EXERCISE | Write out the lines from the line containing "In this picture, where can the window" through the final line of the listing below, exactly, omitting every other line.

--- start of RECORDS FOR PROCESSING ---

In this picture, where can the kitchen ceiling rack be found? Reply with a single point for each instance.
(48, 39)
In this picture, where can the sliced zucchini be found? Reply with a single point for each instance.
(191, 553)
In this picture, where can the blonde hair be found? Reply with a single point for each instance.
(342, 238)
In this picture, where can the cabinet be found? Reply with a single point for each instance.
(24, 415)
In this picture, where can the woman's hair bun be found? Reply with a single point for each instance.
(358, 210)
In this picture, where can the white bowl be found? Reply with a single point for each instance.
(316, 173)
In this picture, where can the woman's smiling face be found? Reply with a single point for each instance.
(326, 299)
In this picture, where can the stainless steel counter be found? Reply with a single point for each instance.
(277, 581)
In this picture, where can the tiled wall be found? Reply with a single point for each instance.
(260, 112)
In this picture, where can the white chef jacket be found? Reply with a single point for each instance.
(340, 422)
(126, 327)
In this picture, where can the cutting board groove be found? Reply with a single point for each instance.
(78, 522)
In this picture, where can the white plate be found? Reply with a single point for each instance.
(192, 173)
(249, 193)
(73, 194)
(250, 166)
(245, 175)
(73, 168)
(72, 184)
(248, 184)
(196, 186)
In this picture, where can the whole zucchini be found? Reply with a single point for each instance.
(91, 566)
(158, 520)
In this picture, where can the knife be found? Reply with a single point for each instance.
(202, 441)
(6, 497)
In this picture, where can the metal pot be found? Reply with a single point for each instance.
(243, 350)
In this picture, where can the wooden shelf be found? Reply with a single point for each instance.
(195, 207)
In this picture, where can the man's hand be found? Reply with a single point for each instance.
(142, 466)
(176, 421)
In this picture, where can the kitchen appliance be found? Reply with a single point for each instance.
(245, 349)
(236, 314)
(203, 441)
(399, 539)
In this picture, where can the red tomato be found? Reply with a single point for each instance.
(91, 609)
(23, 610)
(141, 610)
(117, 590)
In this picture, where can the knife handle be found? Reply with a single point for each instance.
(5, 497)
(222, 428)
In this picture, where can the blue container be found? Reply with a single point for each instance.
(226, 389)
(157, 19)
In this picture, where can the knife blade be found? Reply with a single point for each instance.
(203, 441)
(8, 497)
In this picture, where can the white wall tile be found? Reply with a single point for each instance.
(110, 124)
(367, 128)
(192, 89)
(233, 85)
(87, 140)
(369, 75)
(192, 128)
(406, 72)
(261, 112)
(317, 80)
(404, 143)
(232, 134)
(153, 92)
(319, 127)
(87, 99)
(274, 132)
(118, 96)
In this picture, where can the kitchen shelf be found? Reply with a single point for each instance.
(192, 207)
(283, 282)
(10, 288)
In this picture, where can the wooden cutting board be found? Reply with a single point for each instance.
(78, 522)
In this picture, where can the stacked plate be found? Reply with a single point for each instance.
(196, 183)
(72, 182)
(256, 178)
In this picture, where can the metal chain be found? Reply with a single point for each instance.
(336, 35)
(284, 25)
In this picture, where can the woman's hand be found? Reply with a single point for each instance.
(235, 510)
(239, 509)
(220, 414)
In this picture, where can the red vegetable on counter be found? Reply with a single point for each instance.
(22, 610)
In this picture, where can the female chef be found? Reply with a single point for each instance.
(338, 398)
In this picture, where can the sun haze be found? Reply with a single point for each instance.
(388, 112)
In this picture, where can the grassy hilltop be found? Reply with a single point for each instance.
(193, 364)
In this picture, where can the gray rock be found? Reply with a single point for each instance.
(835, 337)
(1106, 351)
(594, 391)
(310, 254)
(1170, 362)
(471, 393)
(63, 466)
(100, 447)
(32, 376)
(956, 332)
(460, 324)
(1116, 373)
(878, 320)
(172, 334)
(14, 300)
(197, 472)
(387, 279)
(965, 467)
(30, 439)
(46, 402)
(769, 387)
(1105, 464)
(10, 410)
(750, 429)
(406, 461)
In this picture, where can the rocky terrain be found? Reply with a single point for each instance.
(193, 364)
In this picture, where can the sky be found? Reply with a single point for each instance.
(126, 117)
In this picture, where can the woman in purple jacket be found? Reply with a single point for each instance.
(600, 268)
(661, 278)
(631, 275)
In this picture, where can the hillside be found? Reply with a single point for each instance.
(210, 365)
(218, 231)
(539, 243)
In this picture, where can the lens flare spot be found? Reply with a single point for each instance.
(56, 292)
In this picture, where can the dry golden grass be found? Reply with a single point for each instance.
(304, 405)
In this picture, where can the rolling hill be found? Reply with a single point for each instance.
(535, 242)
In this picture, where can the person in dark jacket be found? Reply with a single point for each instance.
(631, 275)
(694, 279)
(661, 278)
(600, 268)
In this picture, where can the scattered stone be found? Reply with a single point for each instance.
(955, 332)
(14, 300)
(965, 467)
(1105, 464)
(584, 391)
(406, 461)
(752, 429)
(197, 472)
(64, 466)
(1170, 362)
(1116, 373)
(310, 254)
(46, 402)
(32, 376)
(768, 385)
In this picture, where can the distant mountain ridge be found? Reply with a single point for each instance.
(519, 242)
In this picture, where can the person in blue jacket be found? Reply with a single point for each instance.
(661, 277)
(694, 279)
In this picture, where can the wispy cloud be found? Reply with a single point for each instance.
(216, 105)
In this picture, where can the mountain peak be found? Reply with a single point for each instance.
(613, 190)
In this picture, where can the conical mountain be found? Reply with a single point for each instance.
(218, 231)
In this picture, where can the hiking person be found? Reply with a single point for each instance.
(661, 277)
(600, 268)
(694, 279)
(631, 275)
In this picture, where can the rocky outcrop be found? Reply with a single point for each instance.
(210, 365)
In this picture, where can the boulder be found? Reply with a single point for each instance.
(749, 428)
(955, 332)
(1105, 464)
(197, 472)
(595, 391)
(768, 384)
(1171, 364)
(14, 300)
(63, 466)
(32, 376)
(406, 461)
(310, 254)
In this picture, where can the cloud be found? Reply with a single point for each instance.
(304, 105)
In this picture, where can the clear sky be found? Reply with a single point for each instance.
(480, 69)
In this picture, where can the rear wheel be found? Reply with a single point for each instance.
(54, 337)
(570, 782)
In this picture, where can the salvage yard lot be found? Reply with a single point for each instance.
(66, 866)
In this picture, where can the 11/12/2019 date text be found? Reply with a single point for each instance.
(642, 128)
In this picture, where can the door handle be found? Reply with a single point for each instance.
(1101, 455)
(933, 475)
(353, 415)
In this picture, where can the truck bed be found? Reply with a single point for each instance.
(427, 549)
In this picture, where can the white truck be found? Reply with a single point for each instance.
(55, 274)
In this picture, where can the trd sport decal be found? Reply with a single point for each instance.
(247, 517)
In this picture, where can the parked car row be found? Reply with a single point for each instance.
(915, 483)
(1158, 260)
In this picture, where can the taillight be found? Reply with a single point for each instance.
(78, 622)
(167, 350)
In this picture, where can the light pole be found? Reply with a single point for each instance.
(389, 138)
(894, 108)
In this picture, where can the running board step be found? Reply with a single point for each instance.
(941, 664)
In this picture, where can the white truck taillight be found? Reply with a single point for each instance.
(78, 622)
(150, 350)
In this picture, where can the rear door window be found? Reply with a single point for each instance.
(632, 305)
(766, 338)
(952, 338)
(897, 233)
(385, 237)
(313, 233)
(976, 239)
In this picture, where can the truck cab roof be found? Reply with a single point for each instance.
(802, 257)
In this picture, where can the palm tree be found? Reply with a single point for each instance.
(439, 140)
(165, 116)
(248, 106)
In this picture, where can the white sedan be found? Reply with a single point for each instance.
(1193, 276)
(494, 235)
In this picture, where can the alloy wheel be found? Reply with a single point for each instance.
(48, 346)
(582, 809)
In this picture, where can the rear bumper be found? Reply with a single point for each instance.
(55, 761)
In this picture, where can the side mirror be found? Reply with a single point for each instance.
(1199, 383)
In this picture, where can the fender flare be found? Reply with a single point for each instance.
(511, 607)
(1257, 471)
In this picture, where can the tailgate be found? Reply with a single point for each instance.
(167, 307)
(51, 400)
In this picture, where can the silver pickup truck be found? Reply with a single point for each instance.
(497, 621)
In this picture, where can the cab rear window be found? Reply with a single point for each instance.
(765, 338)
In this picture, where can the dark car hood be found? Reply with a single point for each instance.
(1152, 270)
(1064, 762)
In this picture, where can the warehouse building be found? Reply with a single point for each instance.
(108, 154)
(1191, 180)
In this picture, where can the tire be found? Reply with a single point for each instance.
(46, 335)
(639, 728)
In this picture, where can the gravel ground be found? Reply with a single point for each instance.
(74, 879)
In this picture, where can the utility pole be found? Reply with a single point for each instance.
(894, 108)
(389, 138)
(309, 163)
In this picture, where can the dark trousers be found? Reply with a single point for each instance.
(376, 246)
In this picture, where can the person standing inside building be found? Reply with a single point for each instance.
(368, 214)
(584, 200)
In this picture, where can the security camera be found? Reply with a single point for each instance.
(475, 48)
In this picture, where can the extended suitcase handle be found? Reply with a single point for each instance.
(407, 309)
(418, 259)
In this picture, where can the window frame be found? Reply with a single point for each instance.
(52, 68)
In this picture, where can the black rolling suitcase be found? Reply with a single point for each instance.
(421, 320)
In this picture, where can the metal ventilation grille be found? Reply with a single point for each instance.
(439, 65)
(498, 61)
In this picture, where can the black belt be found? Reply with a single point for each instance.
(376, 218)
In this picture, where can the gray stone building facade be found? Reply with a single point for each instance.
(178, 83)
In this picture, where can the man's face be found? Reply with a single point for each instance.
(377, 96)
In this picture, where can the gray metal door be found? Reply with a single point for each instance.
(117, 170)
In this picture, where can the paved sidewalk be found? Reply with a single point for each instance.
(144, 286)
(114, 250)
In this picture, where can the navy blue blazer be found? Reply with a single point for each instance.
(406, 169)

--- end of RECORDS FOR PROCESSING ---

TASK OUTPUT |
In this picture, where can the window frame be found? Reply with a single point for each instance.
(52, 68)
In this picture, where can the black rolling suitcase be found? Reply with a single point for each instance.
(421, 320)
In this picture, where can the metal ventilation grille be found? Reply with a single point for each instance.
(439, 65)
(498, 61)
In this picture, where can the black belt be found? Reply with a single point for each instance.
(376, 218)
In this picture, where can the gray stone building facade be found? Reply with a single point for each instance.
(178, 83)
In this picture, where can the man's face be found? Reply with a single point for each instance.
(377, 96)
In this picture, where can the gray metal door be found? Reply with a single point for each instance.
(117, 170)
In this picture, where can the paved sidewalk be found? Reply with a single point for each instance.
(144, 286)
(114, 250)
In this picture, where can the navy blue blazer be found? Reply with a single point for each instance.
(406, 169)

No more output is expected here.